There are those who believe that race should be an issue in adoption. I don't. If a loving home can be found for a child, then by all means. But taking a child into a home is not all that needs to happen. If someone adopted a child with special needs, they would not forego seeing to those needs, whatever they may be. I'm not saying the being black (or any other ethnic group) is a disability, but it does present special needs in this case.

It may be very difficult for others to understand. You may be part of the majority culture. It is a culture that caters to you and your sensibilities, in every aspect of your life. So don't notice it as such. But if it were not that way, you would understand.

Suppose a black African family can here and adopted an orphaned white child. They take that child to sub-Saharan Africa. They love the child, raise it in it's native culture. And without a thought to the child's skin color, sends that child out without sunblock. They don't think about it. It is not a part of their culture. No one they know needs it. The child gets burned. Eventually, I'm sure the child would stop burning - but that would not mean there is no damage, beneath the surface.

Do you think thirty years later, a diagnosis of melanoma would not cause some anger? Does this child not have the right to say, couldn't you see I was different? Didn't you know I was burning? Did you not know that for my skin, unprotected exposure to the sun could cause long term problems?

All I am saying is attention must be paid, and care must be taken.

Posted by Stella | May 30, 2008 3:44 PM
8

@3 I'm planning on adopting domestically, and I know that the odds are that I'll get a black child because the race is utterly unimportant to me. Regarding the hair, I'm way ahead of you. Having been friends with a good number of black women, I know this will be a big deal, and expect to spend a good deal of time learning exactly how to deal with it.

But in general, I wanna adopt, I don't care what the race of the child is, but being a good Seattle liberal, I'll make damned sure my kids are aware of their biological and cultural heritage, while imparting my cultural heritage on them as well. If I'd been the parent of that Chinese kid, yeah, Chinese school and Hebrew school (well, Seattle Hebrew Academy), and God help the child, parent, or faculty member who treats my kids poorly, because my mother's overprotective temper has been passed on to me.

But I doubt I'll have difficulty helping my children navigate through a world of prejudice, as I'm a gay, Hispanic Jew. My best friend jokes that my nickname should be Three Strikes.

# RECORDS PROVIDED
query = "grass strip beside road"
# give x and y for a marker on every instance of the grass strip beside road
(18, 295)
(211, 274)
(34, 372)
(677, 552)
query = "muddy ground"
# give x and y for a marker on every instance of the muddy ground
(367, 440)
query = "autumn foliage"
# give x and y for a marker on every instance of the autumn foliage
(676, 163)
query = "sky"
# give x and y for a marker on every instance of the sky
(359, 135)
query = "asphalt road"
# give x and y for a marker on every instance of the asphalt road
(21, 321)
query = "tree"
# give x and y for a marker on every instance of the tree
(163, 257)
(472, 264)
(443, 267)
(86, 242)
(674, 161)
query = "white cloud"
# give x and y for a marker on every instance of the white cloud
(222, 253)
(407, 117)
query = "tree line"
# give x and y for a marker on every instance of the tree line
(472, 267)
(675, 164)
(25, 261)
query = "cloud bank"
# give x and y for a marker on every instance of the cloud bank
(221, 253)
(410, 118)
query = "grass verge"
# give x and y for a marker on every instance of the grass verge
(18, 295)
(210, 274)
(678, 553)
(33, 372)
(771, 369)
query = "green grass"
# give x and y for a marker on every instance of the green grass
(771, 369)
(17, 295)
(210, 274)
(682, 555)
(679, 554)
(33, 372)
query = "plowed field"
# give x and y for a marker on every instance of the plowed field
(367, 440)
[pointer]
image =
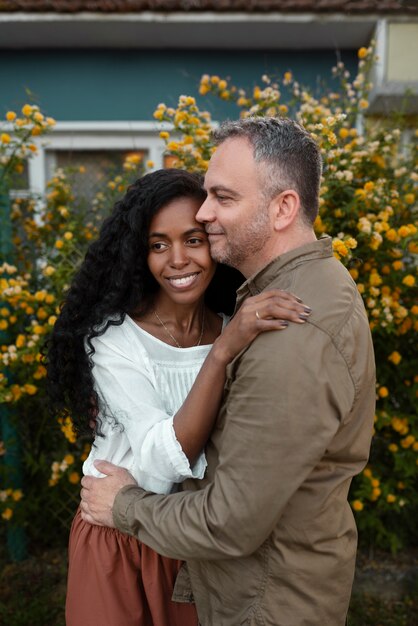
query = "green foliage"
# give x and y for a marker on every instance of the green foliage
(368, 206)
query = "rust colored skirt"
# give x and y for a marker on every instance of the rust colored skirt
(114, 580)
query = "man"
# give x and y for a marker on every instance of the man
(268, 535)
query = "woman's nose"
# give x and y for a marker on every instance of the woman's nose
(206, 213)
(179, 256)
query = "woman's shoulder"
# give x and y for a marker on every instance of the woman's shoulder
(118, 338)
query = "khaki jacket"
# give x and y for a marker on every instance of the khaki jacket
(268, 534)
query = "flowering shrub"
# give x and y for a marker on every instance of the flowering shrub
(367, 204)
(50, 238)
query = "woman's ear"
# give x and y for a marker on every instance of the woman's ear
(285, 209)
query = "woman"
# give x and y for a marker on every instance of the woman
(137, 350)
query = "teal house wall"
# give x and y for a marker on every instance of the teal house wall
(106, 85)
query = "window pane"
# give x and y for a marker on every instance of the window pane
(99, 167)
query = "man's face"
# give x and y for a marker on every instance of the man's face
(235, 213)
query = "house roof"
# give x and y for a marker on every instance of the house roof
(351, 7)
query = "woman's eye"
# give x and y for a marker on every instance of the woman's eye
(158, 246)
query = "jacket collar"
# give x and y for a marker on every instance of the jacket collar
(319, 249)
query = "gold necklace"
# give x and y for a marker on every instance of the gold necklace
(172, 336)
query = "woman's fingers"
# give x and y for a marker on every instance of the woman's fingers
(278, 305)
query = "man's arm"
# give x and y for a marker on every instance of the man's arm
(283, 409)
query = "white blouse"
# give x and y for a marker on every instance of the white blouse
(142, 382)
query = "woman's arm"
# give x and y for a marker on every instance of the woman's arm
(194, 420)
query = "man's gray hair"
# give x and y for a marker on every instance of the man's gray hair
(290, 157)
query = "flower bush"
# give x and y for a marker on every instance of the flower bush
(50, 236)
(368, 206)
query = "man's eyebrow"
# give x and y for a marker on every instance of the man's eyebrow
(191, 231)
(221, 188)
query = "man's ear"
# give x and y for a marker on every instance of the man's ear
(285, 209)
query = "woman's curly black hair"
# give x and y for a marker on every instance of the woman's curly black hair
(114, 280)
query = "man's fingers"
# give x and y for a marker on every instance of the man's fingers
(88, 518)
(105, 467)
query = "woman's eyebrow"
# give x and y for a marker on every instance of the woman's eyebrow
(197, 229)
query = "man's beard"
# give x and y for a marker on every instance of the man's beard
(243, 242)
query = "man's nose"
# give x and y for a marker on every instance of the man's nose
(206, 212)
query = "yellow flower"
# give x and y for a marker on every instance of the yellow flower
(40, 372)
(391, 235)
(354, 273)
(49, 270)
(27, 110)
(20, 341)
(7, 513)
(408, 441)
(158, 115)
(343, 133)
(375, 494)
(17, 495)
(409, 280)
(403, 231)
(395, 357)
(30, 389)
(41, 314)
(375, 279)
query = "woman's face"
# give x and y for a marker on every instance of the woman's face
(179, 254)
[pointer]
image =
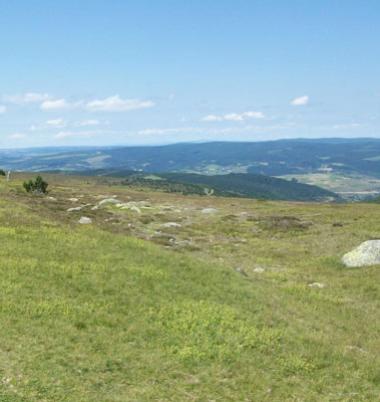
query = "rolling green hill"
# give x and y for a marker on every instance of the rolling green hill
(273, 158)
(220, 306)
(229, 185)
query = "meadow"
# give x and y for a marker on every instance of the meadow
(183, 298)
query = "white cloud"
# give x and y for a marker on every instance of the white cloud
(234, 116)
(70, 134)
(345, 126)
(17, 136)
(88, 123)
(117, 104)
(55, 104)
(29, 97)
(300, 101)
(57, 123)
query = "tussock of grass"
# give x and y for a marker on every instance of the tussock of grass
(91, 314)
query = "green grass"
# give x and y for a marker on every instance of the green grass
(94, 314)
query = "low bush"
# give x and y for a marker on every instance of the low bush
(37, 186)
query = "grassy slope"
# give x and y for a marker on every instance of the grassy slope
(90, 315)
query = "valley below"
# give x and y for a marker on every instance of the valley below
(163, 296)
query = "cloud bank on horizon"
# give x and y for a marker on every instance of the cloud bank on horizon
(177, 74)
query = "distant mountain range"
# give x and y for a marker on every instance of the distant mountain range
(274, 158)
(349, 167)
(246, 185)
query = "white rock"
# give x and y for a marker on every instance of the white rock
(368, 253)
(259, 270)
(316, 285)
(171, 225)
(109, 201)
(209, 211)
(74, 209)
(84, 220)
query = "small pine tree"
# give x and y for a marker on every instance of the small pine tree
(37, 186)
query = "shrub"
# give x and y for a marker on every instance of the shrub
(37, 186)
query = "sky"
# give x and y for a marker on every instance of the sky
(121, 72)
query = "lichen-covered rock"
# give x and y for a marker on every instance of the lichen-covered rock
(84, 220)
(368, 253)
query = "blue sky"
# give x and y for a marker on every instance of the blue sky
(123, 72)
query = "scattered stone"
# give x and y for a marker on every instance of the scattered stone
(84, 220)
(171, 225)
(368, 253)
(74, 209)
(109, 201)
(259, 270)
(316, 285)
(241, 271)
(209, 211)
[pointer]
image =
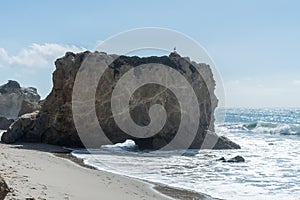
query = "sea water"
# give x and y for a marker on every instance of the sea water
(270, 141)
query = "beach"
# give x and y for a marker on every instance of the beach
(32, 171)
(42, 171)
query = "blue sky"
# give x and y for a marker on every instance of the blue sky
(255, 44)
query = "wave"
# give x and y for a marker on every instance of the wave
(266, 127)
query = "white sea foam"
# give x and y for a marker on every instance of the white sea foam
(271, 170)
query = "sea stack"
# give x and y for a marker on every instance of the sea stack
(54, 123)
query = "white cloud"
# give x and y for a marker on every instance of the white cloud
(296, 82)
(37, 55)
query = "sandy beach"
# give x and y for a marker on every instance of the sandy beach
(32, 171)
(41, 171)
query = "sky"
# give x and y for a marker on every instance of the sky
(254, 44)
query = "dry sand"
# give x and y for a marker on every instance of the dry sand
(32, 171)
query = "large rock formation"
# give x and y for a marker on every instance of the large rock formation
(5, 123)
(13, 96)
(54, 123)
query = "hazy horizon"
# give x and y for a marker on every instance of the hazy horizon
(255, 48)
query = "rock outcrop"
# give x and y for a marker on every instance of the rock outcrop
(3, 189)
(54, 123)
(13, 98)
(5, 123)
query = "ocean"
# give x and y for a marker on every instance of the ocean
(270, 141)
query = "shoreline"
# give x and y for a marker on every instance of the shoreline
(175, 193)
(42, 171)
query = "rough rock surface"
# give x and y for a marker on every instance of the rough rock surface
(3, 189)
(12, 96)
(54, 123)
(235, 159)
(5, 123)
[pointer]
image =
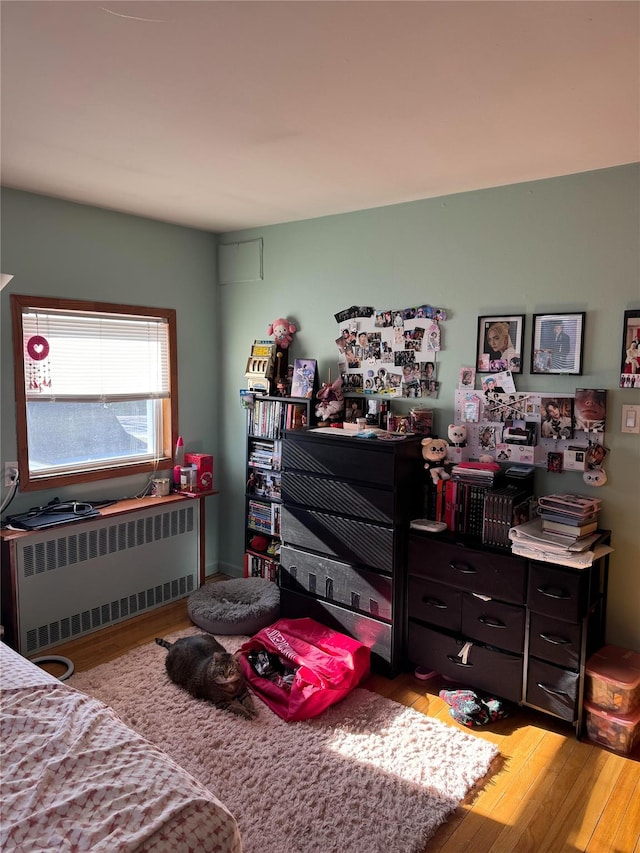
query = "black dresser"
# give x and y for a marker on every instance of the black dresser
(520, 629)
(347, 504)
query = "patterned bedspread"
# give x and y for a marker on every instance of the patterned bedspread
(75, 777)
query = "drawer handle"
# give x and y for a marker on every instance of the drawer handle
(560, 594)
(491, 623)
(457, 661)
(463, 568)
(547, 689)
(557, 641)
(435, 602)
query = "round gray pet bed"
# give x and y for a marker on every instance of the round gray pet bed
(237, 606)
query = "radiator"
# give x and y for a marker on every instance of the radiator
(96, 573)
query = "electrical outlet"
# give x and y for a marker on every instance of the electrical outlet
(10, 471)
(630, 419)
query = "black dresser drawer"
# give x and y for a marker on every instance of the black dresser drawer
(493, 622)
(376, 635)
(556, 592)
(304, 572)
(347, 458)
(555, 640)
(348, 539)
(487, 670)
(435, 603)
(553, 689)
(500, 576)
(367, 502)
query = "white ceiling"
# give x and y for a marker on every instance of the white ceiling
(227, 115)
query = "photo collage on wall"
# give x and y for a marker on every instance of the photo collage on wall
(562, 432)
(391, 351)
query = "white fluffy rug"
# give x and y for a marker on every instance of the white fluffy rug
(367, 775)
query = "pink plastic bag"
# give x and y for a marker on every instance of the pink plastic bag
(327, 665)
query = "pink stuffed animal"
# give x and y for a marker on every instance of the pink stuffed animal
(282, 331)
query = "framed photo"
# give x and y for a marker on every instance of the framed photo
(500, 343)
(303, 381)
(557, 343)
(630, 364)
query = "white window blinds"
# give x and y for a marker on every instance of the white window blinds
(78, 356)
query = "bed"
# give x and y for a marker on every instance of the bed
(75, 777)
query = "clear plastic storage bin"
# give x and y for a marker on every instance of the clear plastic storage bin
(613, 680)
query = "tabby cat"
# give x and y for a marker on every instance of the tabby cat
(203, 667)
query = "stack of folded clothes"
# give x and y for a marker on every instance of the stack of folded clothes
(471, 709)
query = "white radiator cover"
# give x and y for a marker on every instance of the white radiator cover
(76, 579)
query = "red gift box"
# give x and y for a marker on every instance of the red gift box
(204, 469)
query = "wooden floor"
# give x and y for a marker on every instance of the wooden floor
(551, 792)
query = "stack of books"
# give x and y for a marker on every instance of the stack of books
(504, 509)
(459, 502)
(564, 531)
(574, 516)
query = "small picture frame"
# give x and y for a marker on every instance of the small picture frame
(500, 343)
(557, 343)
(303, 382)
(630, 364)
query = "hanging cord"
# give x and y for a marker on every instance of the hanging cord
(11, 495)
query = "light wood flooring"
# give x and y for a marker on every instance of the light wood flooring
(551, 792)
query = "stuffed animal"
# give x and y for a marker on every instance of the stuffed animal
(282, 331)
(434, 452)
(331, 401)
(457, 434)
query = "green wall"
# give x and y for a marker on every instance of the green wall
(58, 249)
(564, 244)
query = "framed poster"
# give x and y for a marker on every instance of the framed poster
(630, 364)
(303, 380)
(500, 343)
(557, 343)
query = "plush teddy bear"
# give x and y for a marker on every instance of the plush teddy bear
(434, 452)
(282, 331)
(457, 434)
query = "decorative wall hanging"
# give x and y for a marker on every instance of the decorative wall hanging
(557, 343)
(630, 365)
(500, 343)
(38, 368)
(533, 428)
(389, 351)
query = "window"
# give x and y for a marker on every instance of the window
(96, 392)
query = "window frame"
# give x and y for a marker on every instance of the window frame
(108, 470)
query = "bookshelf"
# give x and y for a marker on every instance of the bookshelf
(267, 421)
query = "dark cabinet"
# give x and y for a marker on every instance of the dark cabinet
(475, 598)
(347, 504)
(501, 624)
(566, 624)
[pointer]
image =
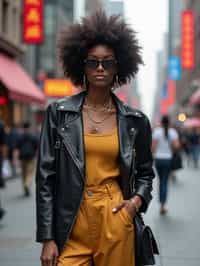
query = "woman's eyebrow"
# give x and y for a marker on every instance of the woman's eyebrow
(97, 57)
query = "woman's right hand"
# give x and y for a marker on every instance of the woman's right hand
(49, 253)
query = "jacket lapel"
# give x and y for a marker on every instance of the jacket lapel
(71, 129)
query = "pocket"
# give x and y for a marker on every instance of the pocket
(127, 219)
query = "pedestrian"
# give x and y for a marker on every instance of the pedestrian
(165, 140)
(26, 148)
(91, 145)
(194, 140)
(2, 157)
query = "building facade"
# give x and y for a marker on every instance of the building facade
(17, 90)
(190, 80)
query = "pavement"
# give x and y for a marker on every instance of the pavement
(177, 233)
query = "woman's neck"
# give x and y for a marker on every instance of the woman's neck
(98, 96)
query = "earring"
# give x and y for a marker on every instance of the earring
(84, 82)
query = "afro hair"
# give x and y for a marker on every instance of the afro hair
(75, 40)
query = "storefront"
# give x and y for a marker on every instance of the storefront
(18, 92)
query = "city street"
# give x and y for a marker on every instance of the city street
(178, 232)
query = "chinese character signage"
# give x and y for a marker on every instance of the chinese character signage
(174, 68)
(187, 42)
(33, 21)
(58, 87)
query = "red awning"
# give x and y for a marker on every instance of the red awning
(195, 98)
(19, 84)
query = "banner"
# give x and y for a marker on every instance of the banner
(33, 21)
(187, 39)
(168, 97)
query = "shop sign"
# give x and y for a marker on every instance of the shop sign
(174, 68)
(58, 87)
(3, 100)
(33, 21)
(187, 39)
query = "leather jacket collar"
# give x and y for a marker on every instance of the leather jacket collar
(74, 104)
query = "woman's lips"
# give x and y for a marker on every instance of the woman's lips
(99, 77)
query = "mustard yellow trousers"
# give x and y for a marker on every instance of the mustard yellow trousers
(100, 237)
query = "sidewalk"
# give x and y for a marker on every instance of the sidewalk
(178, 232)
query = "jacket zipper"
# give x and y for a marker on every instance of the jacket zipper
(132, 179)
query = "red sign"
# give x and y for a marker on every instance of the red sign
(33, 21)
(3, 100)
(170, 98)
(187, 42)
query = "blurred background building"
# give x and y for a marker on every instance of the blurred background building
(178, 81)
(17, 89)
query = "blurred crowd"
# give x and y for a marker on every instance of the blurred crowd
(18, 149)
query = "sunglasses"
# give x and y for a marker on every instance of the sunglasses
(107, 64)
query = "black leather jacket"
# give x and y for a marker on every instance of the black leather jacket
(60, 173)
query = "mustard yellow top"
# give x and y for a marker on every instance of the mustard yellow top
(102, 152)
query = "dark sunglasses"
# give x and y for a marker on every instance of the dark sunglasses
(107, 64)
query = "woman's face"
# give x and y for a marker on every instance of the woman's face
(100, 66)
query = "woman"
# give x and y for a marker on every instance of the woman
(165, 139)
(90, 183)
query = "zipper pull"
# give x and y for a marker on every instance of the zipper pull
(57, 144)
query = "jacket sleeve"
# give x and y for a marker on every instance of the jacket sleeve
(144, 173)
(45, 178)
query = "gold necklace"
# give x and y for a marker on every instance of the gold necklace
(95, 128)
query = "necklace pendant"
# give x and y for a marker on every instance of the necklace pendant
(95, 130)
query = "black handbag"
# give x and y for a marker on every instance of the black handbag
(145, 244)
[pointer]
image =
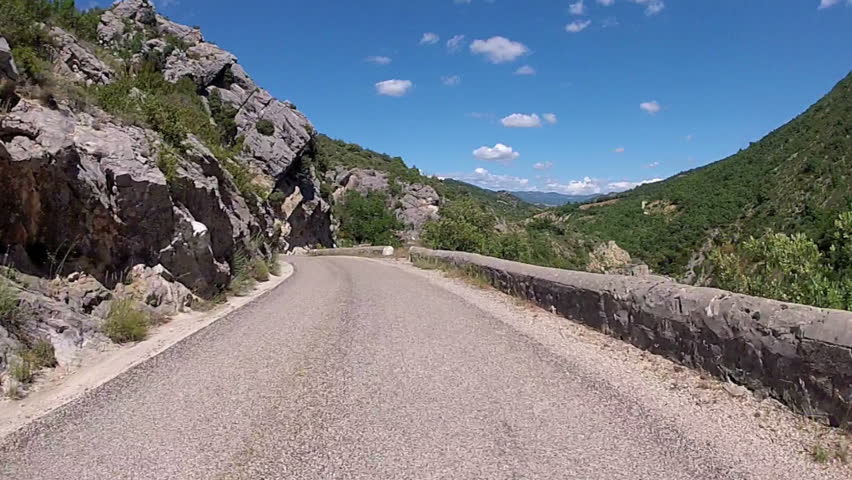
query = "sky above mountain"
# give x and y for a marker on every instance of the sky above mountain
(577, 96)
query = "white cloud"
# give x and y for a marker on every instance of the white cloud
(429, 38)
(485, 179)
(651, 107)
(499, 49)
(589, 185)
(652, 7)
(622, 186)
(577, 26)
(525, 70)
(521, 120)
(455, 43)
(498, 153)
(394, 88)
(451, 81)
(577, 8)
(379, 60)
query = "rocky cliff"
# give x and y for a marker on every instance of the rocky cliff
(147, 155)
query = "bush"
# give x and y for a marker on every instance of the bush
(790, 268)
(8, 301)
(125, 322)
(21, 370)
(265, 127)
(259, 270)
(367, 219)
(40, 355)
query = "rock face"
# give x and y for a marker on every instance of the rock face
(126, 214)
(413, 204)
(76, 63)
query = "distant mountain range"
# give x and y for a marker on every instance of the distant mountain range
(553, 199)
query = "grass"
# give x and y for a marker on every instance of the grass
(259, 270)
(40, 355)
(273, 263)
(469, 274)
(241, 274)
(126, 322)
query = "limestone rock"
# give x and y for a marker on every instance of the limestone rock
(77, 63)
(156, 288)
(7, 63)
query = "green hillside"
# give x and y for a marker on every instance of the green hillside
(331, 153)
(796, 179)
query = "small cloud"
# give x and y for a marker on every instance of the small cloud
(525, 70)
(622, 186)
(499, 49)
(451, 81)
(429, 38)
(521, 120)
(379, 60)
(577, 26)
(485, 179)
(394, 88)
(577, 8)
(610, 22)
(498, 153)
(652, 7)
(454, 44)
(651, 107)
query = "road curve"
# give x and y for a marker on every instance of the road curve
(355, 369)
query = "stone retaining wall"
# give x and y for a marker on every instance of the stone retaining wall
(353, 252)
(798, 354)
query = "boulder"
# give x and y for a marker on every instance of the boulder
(7, 63)
(77, 63)
(157, 289)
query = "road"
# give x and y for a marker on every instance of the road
(355, 369)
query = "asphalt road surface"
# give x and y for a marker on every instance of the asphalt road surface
(355, 369)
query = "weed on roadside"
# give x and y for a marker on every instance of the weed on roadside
(126, 322)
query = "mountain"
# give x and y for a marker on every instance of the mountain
(797, 179)
(553, 199)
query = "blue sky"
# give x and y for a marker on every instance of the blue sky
(637, 89)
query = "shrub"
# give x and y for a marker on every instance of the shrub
(274, 264)
(367, 219)
(8, 301)
(265, 127)
(40, 355)
(21, 370)
(241, 273)
(259, 270)
(125, 322)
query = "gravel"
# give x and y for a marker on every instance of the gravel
(357, 368)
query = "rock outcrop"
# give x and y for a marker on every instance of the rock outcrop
(115, 209)
(413, 204)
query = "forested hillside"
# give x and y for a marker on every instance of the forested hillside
(796, 179)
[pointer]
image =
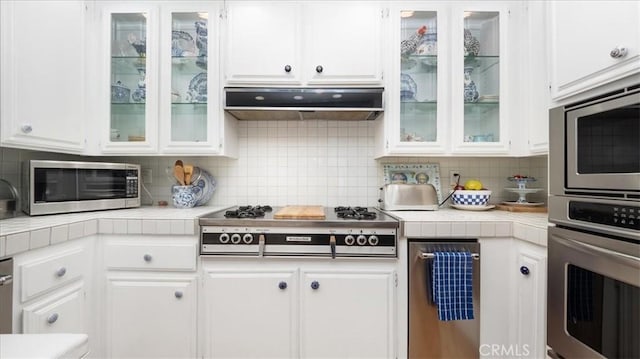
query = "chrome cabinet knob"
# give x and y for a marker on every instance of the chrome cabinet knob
(618, 52)
(52, 318)
(315, 285)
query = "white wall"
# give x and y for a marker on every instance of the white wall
(326, 163)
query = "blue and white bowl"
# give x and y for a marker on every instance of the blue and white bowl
(471, 198)
(185, 196)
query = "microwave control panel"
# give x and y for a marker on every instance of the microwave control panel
(607, 214)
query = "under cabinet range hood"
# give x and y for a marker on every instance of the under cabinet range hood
(259, 103)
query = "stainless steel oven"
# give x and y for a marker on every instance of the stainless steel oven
(68, 186)
(593, 308)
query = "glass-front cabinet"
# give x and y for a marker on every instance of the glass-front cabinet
(158, 78)
(478, 80)
(448, 83)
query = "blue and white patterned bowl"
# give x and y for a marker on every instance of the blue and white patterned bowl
(471, 198)
(185, 196)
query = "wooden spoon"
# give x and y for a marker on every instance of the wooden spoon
(188, 171)
(178, 172)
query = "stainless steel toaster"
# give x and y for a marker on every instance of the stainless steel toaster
(409, 197)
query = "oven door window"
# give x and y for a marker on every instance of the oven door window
(608, 141)
(603, 313)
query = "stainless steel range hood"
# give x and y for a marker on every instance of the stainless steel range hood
(342, 104)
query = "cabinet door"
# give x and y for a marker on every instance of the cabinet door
(130, 59)
(530, 300)
(342, 43)
(263, 42)
(251, 314)
(582, 43)
(479, 78)
(347, 314)
(151, 317)
(61, 312)
(189, 91)
(43, 74)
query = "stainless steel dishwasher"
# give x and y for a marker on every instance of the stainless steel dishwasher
(6, 295)
(428, 336)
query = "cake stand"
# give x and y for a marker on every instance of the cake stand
(523, 191)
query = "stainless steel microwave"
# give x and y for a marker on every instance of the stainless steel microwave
(67, 186)
(594, 146)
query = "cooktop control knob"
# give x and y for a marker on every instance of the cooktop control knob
(349, 240)
(224, 238)
(235, 238)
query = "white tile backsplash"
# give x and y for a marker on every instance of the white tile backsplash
(319, 162)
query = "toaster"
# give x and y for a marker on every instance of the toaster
(408, 197)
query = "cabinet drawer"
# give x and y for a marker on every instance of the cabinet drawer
(51, 272)
(148, 256)
(63, 313)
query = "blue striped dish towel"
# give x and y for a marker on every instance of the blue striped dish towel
(452, 281)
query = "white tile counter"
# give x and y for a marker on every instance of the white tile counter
(25, 233)
(449, 222)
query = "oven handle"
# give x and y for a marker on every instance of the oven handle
(634, 261)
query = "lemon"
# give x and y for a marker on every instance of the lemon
(474, 185)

# EXERCISE DETAILS
Continue the text about adopting children of another race, starting after its last sentence. The records come from a different source than the text.

# RESULT
Posted by Gitai | May 30, 2008 3:44 PM
9

I'd like to see some stats on the race of potential adoptive parents, because I'm curious whether they tend to be white (my personal feeling is yes). How many black or Asian families are available to adopt black and Asian children?

Will this kind of sentiment -- "stick to your own race" -- mean that non-white children are less likely to be adopted?

It's so confusing ... at once we're trying to teach that we should treat people according to their character rather than their race, and then completely embracing the opposite. I agree it's practical to respond to real rather than ideal behaviour, but the issue seems to me to be more about parenting rather than race.

Why should a white adoptive parent be *expected* to teach their black child "black" culture or values? Would we expect any parent of any race to teach anything but their own values?

Should straight children only be adopted by straight parents? After all, they'd be treated as straight in their lives, and perhaps gay parents can't relate to that. Conversely, should we take gay children away from their straight families? Isn't that a ridiculous judgment on the many compassionate and understanding parents out there?

A good parent, of any race, would be able to raise a child of any race, because they'd be able to adapt and respond.

Posted by Gloria | May 30, 2008 3:44 PM
10

He was "grateful to have been adopted at all", says it all for me. Granted, some people who adopt are mean or ignorant, but then I wasn't adopted and I can't say my parents were very pleasent to be around. Educate people about the needs of an adopted child. Whether or not it's mixed race or not. Children need a loving home.

Posted by Vince | May 30, 2008 3:45 PM
11

Isn't this similar to the arguments many make against allowing gay couples to adopt?

Posted by Miss C | May 30, 2008 3:56 PM
12

But aren't the only kids present at this event will be those holding a grudge? Nobody who's fine gonna bother with that.

Posted by Sirkowski | May 30, 2008 3:57 PM
13

@3 - FYI, I'm a Caucasian female, and I can't count the times I've wondered why it's okay for someone to refer to me as "white girl" and had the color of my skin referenced. I'd get the shit kicked out of me if I walked down the street yelling "hey black guy!"

I think comparing an African-American child to a special-needs child is utterly ridiculous, and as for the apparent incompetence of white adoptive parents to style their child's hair properly - save your outrage for something else.

As someone who has worked for an international adoption agency, I can vouch for the fact that adoptive parents REALLY wanted their kid(s), and while they may have a screwed up childhood regardless, didn't most of us?

Posted by Risa | May 30, 2008 4:02 PM
14

It's disappointing to hear that many white, transracial adoptive parents take race far too lightly. I've seen the same issues in interracial couples as well: my cousin, who's black but very light-skinned, married a white woman, and their kids basically look white. The kids are all still aged in the single digits but we're starting to see problems already, such as one of them making a casually racist remark to my sister. Apparently issues of race have been completely absent from their parenting, in which case the mass media and what kids say in school has had to stand in for a coherent, positive racial consicousness.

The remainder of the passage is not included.